* **DATA SUPPLIED**
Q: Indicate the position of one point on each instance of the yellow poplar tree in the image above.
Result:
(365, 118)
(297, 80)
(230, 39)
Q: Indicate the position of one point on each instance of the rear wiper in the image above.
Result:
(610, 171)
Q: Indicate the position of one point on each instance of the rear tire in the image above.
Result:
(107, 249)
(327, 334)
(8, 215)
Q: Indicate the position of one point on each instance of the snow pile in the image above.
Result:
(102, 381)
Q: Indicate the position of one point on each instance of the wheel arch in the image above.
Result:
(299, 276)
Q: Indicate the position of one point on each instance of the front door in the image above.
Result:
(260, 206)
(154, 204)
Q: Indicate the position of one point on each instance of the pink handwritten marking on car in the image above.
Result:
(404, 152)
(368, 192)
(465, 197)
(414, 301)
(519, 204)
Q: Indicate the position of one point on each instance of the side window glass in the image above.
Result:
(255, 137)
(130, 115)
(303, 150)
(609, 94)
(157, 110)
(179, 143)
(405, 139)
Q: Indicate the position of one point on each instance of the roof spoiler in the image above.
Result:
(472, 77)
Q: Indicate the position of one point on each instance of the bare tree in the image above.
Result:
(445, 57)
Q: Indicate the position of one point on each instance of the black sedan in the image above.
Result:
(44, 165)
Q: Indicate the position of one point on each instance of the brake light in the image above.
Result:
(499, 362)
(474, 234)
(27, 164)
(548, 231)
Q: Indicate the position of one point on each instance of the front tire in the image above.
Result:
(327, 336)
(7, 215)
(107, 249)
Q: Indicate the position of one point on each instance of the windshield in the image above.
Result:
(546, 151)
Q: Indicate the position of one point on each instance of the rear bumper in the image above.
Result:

* **HOW TO COMPLETE THIS TASK**
Search the lines above for the string "tree" and copy each line that has it.

* **EXERCISE RESPONSE**
Q: Indicate the position of one point on each instance of the yellow poplar tree in the image above.
Q: Indicate the position of one point on each instance of the bare tree in the image above.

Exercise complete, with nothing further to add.